__Actions to take__:
**A)** Say whether each of the following statements agrees with the passage on China's strategic aim, giving yes or no and quoting the deciding words. (i) China aims to be dominant first in the world and then in its own region. (ii) There is wide agreement about China's aim even on Capitol Hill. (iii) US power has no limit.
**B)** Go on with the passage on China's strategic aim, writing the section that follows its final line.

### Passage to read

China has one strategic aim: to be dominant, first in the region and then perhaps in the world. A high degree of consensus exists on this even on Capitol Hill. Being dominant is critical to the Chinese Communist Party. This is a zero-sum game. China must reduce US power to increase its own. To achieve this, China has built a world-standard military and, in areas in which China choses to fight, it dominates the US in numbers, technology, range of weapons and short, medium and long-range accurate rocketry capable of reaching close US bases. Some call this the Taiwan scenario without understanding specifics, but Australians must understand that the US and its allies might not win. US power is not infinite.

 

 

 

Recognise the Threat.

######
### Dataset

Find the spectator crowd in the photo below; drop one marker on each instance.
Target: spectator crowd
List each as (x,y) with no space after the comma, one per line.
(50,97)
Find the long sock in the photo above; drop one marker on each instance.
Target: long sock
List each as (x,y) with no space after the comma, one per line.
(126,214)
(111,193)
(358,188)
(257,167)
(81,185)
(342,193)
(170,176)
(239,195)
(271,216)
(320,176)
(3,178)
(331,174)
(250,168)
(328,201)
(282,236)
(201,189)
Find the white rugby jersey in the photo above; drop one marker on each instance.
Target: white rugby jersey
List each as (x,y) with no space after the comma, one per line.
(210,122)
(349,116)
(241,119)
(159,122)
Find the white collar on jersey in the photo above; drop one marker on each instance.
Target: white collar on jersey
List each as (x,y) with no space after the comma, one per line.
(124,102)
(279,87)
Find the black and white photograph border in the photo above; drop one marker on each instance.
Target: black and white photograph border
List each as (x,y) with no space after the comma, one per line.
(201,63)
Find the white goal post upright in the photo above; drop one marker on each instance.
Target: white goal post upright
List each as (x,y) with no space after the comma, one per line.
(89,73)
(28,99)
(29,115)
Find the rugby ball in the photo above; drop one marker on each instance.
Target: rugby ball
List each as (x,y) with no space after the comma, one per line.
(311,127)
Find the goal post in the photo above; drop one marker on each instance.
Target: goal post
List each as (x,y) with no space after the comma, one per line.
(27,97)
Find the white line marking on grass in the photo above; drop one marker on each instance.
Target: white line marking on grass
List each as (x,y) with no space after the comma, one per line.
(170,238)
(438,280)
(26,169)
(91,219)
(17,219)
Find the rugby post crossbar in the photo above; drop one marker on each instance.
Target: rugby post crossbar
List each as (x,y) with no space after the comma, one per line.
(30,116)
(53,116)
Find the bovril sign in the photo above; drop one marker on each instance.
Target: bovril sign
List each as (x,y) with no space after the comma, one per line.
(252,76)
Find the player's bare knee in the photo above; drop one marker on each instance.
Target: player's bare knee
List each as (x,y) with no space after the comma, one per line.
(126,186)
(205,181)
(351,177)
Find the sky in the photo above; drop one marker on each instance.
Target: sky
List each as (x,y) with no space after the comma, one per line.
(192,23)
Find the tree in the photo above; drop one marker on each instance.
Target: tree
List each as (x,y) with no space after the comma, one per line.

######

__Expected results__:
**A)**
(i) No: "to be dominant, first in the region and then perhaps in the world"
(ii) Yes: "A high degree of consensus exists on this even on Capitol Hill."
(iii) No: "US power is not infinite."

**B)**
Australia is a nation that lacks self-reliance and resilience because it depended for so long on the US for security and prosperity and has overindulged in globalisation, as the pandemic reminds us. These circumstances have led us to develop a very good:

small but fragile one-shot military,

  • lacking lethality (cannot fight nasty enough),

  • sustainability (it cannot fight for long enough),

  • mass (it is not big enough).

Ironically, our defence force is the best it has been for the kind of wars of choice it has fought for 75 years while being severely deficient for the future. Australia is large enough and rich enough to defend itself in these frightening times; we just choose not to. The first step is to recognise the nature and magnitude of the threat.

 

The Coalition has done more for national security and defence than any previous government. Ministers work hard to solve legacy issues for a force designed for a different purpose. Ten years is a long time in the Indo-Pacific for the $270 billion remediation plan to work:

  • Our missile production project is across 20 years,

  • The submarines and new frigates are even longer, and

  • After 10 years, the Australian Defence Force still may be able to last only for days in a modern war dominated by China, even side-by-side with US forces.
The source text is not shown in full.